Queda claro que para Jesús el amor es algo muy distinto de la imagen instintiva o sentimental con la que normalmente identificamos esta palabra. Sería bueno convencernos de que no sabemos amar y no sabemos qué es el amor. No hay nadie más iluso que quien cree que ya sabe amar o lo da por supuesto y deja de estar atento a los demás. El amor es el gran drama de la humanidad, algo que todo el mundo busca y anhela pero que muchos no encuentran, y que provoca mucho dolor y frustración. Resulta necesario que alguien nos enseñe a amar “de otra manera”, ya que no es fácil salir de las experiencias que hemos visto y conocido a nuestro alrededor y que consciente o inconscientemente nos influyen.

Resulta liberador que Jesús nos diga que Él mismo nos quiere enseñar a amar, ya que ello significa que nada nos puede atar y que podemos descubrir algo nuevo, liberándonos de nuestras dependencias. Solamente cuando “desaprendemos” lo que creemos saber podemos abrirnos a una novedad radical, como es la vida de la gracia que Jesús nos trae. Y sólo entonces nos damos cuenta de que el amor estaba dentro de nosotros, pero que no lo conocíamos. Liberados de nuestros condicionamientos podemos aprender a amar como Jesús nos ama. Porque el amor verdadero es un don, un regalo recibido y llevado a las relaciones interpersonales.

_Datos extraídos_:
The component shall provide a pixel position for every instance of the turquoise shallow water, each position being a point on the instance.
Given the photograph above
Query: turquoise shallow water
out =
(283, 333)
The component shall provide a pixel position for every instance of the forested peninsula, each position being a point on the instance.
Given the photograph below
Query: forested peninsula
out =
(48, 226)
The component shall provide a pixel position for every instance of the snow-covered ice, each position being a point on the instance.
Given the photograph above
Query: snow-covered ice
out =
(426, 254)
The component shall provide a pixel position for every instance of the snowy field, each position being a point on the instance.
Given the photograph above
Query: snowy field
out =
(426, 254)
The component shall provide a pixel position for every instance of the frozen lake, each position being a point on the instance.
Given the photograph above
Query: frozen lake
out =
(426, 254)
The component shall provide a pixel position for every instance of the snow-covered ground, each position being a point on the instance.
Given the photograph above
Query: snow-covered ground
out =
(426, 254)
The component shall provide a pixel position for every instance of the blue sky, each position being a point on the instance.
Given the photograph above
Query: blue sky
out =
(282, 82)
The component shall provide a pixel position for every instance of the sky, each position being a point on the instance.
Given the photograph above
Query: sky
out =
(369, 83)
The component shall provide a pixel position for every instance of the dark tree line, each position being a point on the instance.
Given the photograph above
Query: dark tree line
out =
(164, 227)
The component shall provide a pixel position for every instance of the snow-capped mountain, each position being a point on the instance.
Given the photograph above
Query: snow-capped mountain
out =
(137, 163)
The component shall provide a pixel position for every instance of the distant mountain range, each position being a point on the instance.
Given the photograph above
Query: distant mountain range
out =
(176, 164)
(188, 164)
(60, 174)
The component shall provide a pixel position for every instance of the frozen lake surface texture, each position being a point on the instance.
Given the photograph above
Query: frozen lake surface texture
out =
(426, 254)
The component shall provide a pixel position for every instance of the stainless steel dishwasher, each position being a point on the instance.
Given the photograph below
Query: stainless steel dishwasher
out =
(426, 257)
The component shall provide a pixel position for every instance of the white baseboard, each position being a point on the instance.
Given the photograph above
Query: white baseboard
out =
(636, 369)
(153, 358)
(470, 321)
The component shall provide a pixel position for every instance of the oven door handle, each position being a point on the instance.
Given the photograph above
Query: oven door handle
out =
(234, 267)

_Instrucciones_:
1. Repite sin cambios la parte del texto sobre el amor según Jesús que va de "Queda claro que" a "inconscientemente nos influyen.", ambas incluidas.
2. Sigue escribiendo el texto sobre el amor según Jesús a partir de su última oración.

_Respuestas_:
1.
Queda claro que para Jesús el amor es algo muy distinto de la imagen instintiva o sentimental con la que normalmente identificamos esta palabra. Sería bueno convencernos de que no sabemos amar y no sabemos qué es el amor. No hay nadie más iluso que quien cree que ya sabe amar o lo da por supuesto y deja de estar atento a los demás. El amor es el gran drama de la humanidad, algo que todo el mundo busca y anhela pero que muchos no encuentran, y que provoca mucho dolor y frustración. Resulta necesario que alguien nos enseñe a amar “de otra manera”, ya que no es fácil salir de las experiencias que hemos visto y conocido a nuestro alrededor y que consciente o inconscientemente nos influyen.

2.
Pero el problema verdadero viene de querer sustituir el amor de Dios con amor propio. Y es aquí donde no salen las cuentas. Y así reproducimos en nuestra vida los modelos que hemos conocido, o nos dejamos arrastrar por instintos o emociones y lo revestimos de ideas y razonamientos, y llamamos a todo eso “amor”. Y es posible que “ese amor” se nos acabe algún día. Porque las hormonas varían sus flujos con los años, también los sentimientos van cambiando, y las ideas evolucionan con nuevas influencias sociales y culturales. Y lo que antes parecía importante o excelente puede resultar que pierde su valor, con el paso del tiempo, en contraste con lo nuevo.

Pero si lo que hemos ido descubriendo es que podemos vivir en nuestra propio cuerpo el amor de Dios, el que Jesús nos enseñó, podemos estar seguros de que ese amor nunca va a acabarse; porque irá evolucionando con matices del espíritu divino que se va encarnando con riqueza y variedad de formas entrañables, llenas de ternura y de misericordia. El amor de Dios está lleno de ricos y tiernos sentimientos, pero no se identifica con ellos y acompaña el proceso de la vida en sus distintas etapas y procesos. Puede alcanzar las más altas cimas y descender a los valles, o atravesar desiertos y caminos difíciles, promoviendo siempre los espacios acogedores y hospitalarios de una convivencia humana fraternal y de un cuidado mutuo.

Cuando decimos que se acabó el amor debe ser, seguramente, porque nunca hubo un verdadero amor maduro y responsable… Quizás hubo promesas o semillas incipientes, pero se descuidaron las plantas delicadas al borde del camino, que requerían los cuidados cotidianos de una atención amorosa y personal. El amor es siempre un milagro que viene de Dios y que nosotros podemos encarnar en las vasijas de barro de nuestra fragilidad humana.


[1] Karol Wojtyila, Amor y responsabilidad, Palabra, Madrid 2013, p. 27-28.